§ DIRECTIONS: Return the listing below unchanged, except that the pictures are dropped.

INPUT: Begin

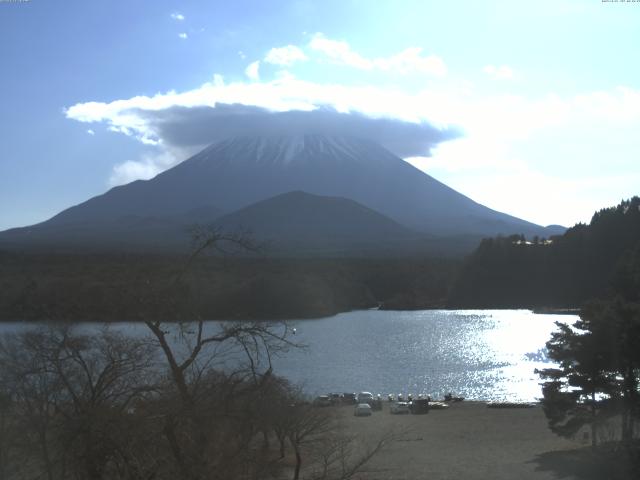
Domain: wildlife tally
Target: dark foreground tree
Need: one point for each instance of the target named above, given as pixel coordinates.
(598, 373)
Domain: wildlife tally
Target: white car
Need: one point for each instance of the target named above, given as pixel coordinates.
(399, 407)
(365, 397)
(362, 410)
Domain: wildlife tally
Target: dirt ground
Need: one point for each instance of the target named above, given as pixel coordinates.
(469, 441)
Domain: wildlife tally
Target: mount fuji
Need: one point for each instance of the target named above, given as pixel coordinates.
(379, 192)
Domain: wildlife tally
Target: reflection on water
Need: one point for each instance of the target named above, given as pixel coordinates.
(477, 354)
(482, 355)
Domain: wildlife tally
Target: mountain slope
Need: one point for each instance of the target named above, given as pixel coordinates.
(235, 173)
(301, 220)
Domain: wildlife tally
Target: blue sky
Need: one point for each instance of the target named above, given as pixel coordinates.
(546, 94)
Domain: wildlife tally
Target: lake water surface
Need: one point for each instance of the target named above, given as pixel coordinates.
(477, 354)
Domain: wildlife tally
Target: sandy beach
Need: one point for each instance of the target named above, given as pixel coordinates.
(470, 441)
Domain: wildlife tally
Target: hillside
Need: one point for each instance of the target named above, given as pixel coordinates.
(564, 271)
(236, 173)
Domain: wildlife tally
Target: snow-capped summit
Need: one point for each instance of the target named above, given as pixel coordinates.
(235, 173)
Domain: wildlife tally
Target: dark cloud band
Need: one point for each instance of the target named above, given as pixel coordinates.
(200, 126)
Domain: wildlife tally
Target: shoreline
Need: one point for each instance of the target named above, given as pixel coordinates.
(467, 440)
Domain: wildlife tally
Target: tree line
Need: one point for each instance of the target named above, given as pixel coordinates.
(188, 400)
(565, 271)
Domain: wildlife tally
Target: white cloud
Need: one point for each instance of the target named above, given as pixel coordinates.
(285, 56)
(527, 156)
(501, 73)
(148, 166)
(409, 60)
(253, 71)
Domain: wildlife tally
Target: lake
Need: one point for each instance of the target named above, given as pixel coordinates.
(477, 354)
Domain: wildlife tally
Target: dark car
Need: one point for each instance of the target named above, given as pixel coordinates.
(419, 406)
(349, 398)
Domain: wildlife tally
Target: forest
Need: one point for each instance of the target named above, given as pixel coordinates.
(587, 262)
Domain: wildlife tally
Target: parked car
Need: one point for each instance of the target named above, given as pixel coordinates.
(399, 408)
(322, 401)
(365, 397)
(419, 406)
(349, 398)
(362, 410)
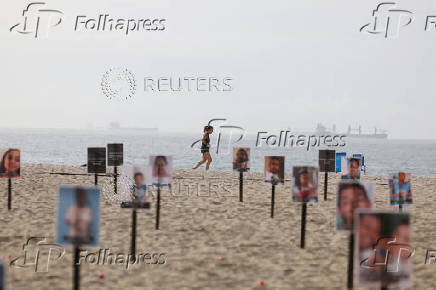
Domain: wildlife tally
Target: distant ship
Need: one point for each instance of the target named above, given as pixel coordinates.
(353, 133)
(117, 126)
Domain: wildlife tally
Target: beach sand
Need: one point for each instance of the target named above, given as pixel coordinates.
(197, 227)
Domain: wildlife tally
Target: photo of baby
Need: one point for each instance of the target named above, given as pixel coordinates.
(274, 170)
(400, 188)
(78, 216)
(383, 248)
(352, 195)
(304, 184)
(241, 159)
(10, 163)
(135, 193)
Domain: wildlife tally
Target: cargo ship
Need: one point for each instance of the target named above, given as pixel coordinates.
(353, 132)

INPUT: End

§ PROBLEM SOLUTION:
Domain: wildlife tally
Target: dark foreground tree
Need: one point for each instance of the target named above, given as pixel coordinates.
(598, 373)
Domain: wildlife tally
Target: white car
Need: one point for each instance of the target named above, given as pixel coordinates.
(399, 407)
(365, 397)
(362, 410)
Domain: wildlife tally
Target: dirt ground
Need: one point for each instance of the target named above, given as pixel coordinates.
(469, 441)
Domain: wildlife tally
Target: mount fuji
Need: one point for each instance of the target named above, given as pixel coordinates.
(379, 192)
Domain: wildlife tally
Target: reflection on water
Need: one point for each instance of the target named above, given as pixel coordinates.
(477, 354)
(482, 355)
Domain: wildlife tally
Target: mountain slope
Need: one point for each instance of the target named above, given as pixel coordinates.
(235, 173)
(301, 220)
Domain: wildlife tally
Target: blue sky
Need: one point for each instance of the target named above, given as pixel coordinates.
(546, 94)
Domain: wildlife tally
Target: lake water surface
Need: one point for each instance of the target named above, given as pixel coordinates.
(477, 354)
Domain: wildlife tally
Target: sandy beach
Need: one point for each instance of the target named above, given as pixel coordinates.
(470, 441)
Domain: wildlife tally
Target: hillside
Need: one point for each instance of the target named above, given as pixel coordinates.
(564, 271)
(236, 173)
Domain: wildlife tally
Target: snow-capped summit
Need: one point for each instance of the target named above, given as pixel coordinates.
(235, 173)
Domain: wildlife tally
Target: dark cloud band
Need: one point for each instance of the target named above, given as pixel coordinates.
(200, 126)
Domain: wildlife tally
Target: shoreline
Need: one point for each instance of the target named above, given as pixel coordinates.
(467, 440)
Domain: wildlife tally
Target: tree line
Need: one point for each instance of the target named above, given as pixel coordinates.
(188, 400)
(565, 271)
Domain: wildlife tally
Target: white cloud
Need: one point for each instance of the target named above, given as pixel coordinates.
(285, 56)
(527, 156)
(501, 73)
(148, 166)
(409, 60)
(253, 71)
Domain: wildlife tally
Target: lake
Need: one point for each instance of the target named above, given as pixel coordinates.
(477, 354)
Domain: wildlife tally
Target: dark car
Need: one point for each instance of the target named above, given as pixel coordinates.
(419, 406)
(349, 398)
Domain: wildlife tally
Target: forest
Need: one point for each instance of the target named above, given as pixel coordinates.
(587, 262)
Domain: wildlife tally
Target: parked car
Need: one point for each instance of the target named above, given as pixel coordinates.
(399, 408)
(322, 401)
(365, 397)
(419, 406)
(349, 398)
(362, 410)
Domain: wildlife tally
Target: distant ship
Need: one point for each instance of the target named above, given as pixel coordinates.
(353, 133)
(117, 126)
Domain: wildlife tally
Target: beach sand
Need: one point for each instance of the target named above, given as pixel coordinates.
(197, 227)
Domain: wildlife tally
Target: photo of baby
Need: one point for each instance of the target named above, given as pixel coordinates.
(274, 170)
(400, 188)
(78, 216)
(383, 248)
(352, 195)
(304, 184)
(241, 159)
(10, 163)
(135, 193)
Domain: wildlife tally
Target: cargo ship
Need: one point for each instance of the target named above, given as pixel coordinates.
(353, 132)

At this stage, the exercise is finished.